◆ **PROBLEM**
Rewrite the items from the line with "of the shelving" up to and including the line with "Target: shelving unit", putting "storage rack" wherever "shelving unit" appears and keeping everything else the same.

(Location labeling records)
+++++

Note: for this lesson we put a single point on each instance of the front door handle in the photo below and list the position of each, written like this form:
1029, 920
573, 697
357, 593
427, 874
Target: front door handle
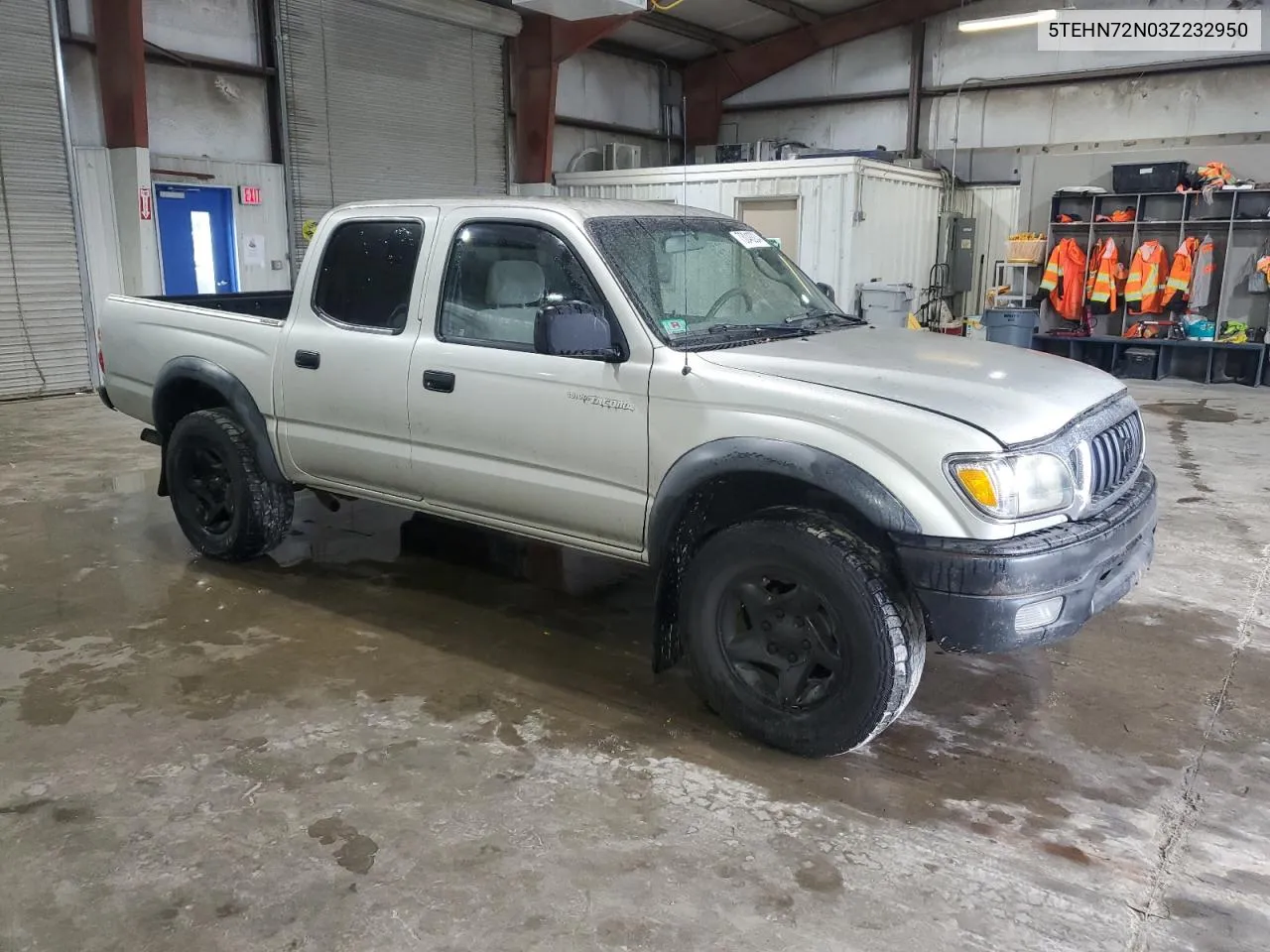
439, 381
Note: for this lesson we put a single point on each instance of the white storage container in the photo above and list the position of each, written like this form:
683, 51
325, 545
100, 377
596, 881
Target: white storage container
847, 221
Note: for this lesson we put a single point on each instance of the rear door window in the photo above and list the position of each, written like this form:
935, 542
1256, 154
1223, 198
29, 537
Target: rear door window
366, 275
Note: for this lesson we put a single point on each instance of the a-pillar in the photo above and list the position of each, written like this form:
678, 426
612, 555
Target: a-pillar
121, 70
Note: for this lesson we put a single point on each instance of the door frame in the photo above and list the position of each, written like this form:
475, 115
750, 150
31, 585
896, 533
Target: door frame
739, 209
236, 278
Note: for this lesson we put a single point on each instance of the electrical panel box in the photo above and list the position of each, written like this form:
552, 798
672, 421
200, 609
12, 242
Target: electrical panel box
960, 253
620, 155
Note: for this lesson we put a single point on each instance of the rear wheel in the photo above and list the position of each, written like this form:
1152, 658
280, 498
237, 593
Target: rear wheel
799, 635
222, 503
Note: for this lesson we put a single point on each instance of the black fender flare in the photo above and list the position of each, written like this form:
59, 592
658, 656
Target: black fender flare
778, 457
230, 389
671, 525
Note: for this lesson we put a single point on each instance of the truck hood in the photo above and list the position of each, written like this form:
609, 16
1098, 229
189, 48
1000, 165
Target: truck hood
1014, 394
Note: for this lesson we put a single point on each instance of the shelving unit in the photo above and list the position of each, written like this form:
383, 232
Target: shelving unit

+++++

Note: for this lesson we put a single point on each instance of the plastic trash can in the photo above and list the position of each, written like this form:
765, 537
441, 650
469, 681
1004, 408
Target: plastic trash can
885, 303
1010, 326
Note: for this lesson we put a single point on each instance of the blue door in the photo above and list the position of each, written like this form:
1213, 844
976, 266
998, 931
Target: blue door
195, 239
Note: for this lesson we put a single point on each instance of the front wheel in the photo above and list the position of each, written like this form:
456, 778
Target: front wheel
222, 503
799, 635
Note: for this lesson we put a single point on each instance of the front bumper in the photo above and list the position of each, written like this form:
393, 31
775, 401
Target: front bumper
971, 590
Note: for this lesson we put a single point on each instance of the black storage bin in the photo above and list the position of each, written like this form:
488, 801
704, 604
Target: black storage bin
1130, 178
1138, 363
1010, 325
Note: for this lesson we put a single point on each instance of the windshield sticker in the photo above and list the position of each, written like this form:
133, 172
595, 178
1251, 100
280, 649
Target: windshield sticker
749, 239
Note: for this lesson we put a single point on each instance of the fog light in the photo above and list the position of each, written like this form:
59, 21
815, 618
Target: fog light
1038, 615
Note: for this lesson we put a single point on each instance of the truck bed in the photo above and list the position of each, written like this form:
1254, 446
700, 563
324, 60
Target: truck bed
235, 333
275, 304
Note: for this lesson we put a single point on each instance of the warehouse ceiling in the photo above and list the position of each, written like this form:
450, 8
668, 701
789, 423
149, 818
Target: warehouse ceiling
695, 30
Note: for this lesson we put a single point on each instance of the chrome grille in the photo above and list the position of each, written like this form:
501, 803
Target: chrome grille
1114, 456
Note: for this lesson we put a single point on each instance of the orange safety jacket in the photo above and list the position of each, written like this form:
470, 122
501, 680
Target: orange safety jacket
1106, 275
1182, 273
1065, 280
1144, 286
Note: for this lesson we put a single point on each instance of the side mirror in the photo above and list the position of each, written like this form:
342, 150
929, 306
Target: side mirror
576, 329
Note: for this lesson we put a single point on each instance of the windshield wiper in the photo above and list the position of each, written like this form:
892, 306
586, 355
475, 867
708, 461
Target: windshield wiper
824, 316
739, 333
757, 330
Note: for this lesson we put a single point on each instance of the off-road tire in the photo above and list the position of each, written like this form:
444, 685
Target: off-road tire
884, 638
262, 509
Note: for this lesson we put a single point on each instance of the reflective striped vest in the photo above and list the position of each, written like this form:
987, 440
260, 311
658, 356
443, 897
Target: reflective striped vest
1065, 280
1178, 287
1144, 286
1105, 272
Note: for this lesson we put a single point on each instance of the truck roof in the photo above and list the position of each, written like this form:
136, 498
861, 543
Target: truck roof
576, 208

+++++

◆ **RESULT**
Note: for this lesson we put a single point on each instance of the storage rack in the photo above and list the position of each, written like this form:
383, 232
Target: storage rack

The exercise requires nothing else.